**** GIVEN PASSAGE

Saturday, 23 May 2015

Beneficiary boutique bargain

In which G.M. Norton has his (Christian) faith restored.


One Monday morning a couple of weeks ago, I received a missive from gentleman’s outfitters, Peter Christian. They were alerting me to a new waistcoat to pair with their £125 cotton summer suit.
I’ve recently experienced something of a lean spell with beneficiary boutiques. I’ve bought the occasional shirt and a few books but like a Heroin addict that has already sold the family silver, I’ve not enjoyed a satisfactory score recently. 

A few days later and I had an overcoming urge to visit the nearby Oxfam. As it was the day before that glorious time of the month that is pay day, I only had £13 to the Norton name, so I was a little worried that I might finally spot a whole heap of things out of my financial limit. 

Upon entering Oxfam, I ignored the books that I sometimes spend time perusing and made a beeline straight for the menswear section. That’s when I spotted a cream cotton jacket, nestled between one jacket of the same colour and a hideous 1970s blazer that looked about the size of a tent. 

The jacket that caught my eye felt lovely and soft. Searching for a price tag and labels to indicate the size, I spied ‘Peter Christian’ emblazoned across the inside. 

My heart started pounding faster as I tried to keep my composure and find that blasted price tag….it was in my size! And a snip at a mere £5.99. My mind raced back to that electronic message from Peter Christian. This is a suit jacket, thought I, so where are the trousers? Usually, suit items are kept together so taking the orphan jacket, I headed for the trouser section (in truth, about three steps away). 
Struggling to remain calm, I flicked through the trousers at speed before finding a cream pair. Would this be a Peter Christian pair? Would they be in my size? I quickly prayed to the sartorial gods…..yes, the trews are Peter Christian! Yes! They are in my size! 

Without a moment’s dillydallying, both the trousers and jacket were in my hands and I was heading towards the changing cubicle. Thankfully, they all fitted rather well.

********
**** GIVEN INFORMATION

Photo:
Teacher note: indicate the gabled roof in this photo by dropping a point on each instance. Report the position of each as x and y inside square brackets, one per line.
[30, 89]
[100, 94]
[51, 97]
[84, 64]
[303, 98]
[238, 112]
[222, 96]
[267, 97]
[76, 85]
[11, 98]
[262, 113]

********

TO DO:
a - Using the blog post about the Oxfam bargain, decide whether each statement agrees with it: (i) the jacket cost £5.99; (ii) the writer had £20 to spend that day; (iii) the trouser section stood far from where the jacket hung. For each, answer yes or no and quote the words that decide it.
b - List every sum of money named in the blog post about the Oxfam bargain.
c - Extend the blog post about the Oxfam bargain, starting after its final sentence.

RESPONSES FOR EACH TASK:
a -
(i) Yes: "And a snip at a mere £5.99."
(ii) No: "I only had £13 to the Norton name"
(iii) No: "(in truth, about three steps away)"

b - £125, £13, £5.99

c -
My heart was all aflutter as I stood at the till ready to pay. My bank card came out like a pickled onion at the end of a fork as I felt my hands shaking with excitement. The trousers were £4.99, the jacket was £5.99, plus a 5p carrier bag making the £125 suit an absolute steal at £11.03. Leaving me with £1.97 in the bank.
A cotton suit is perfect for balmier climes, when a chap seeks sartorial solace on sunnier days. 

I plan to add the waistcoat in the very near future. At £50 for the weskit, it will still be quite the bargain for a three-piece suit. It still had the labels attached to the trousers so the suit really is like new.
Look at these surgeon’s cuffs too. Details like these are unheard of on most clothing. A true hallmark of a high quality suit, fully functioning suit sleeve buttons are known as ‘surgeon’s cuffs’. This comes from military medics who had to unbutton and roll up their sleeves to treat wounded soldiers on the battlefield. 
Perhaps I will leave the last button unfastened, as a subtle sartorial wink.

I can’t wait to give my new suit it’s inaugural outing. Needless to say, my enthusiasm for browsing charity shops has increased once more. And I’ve learned to trust my feelings.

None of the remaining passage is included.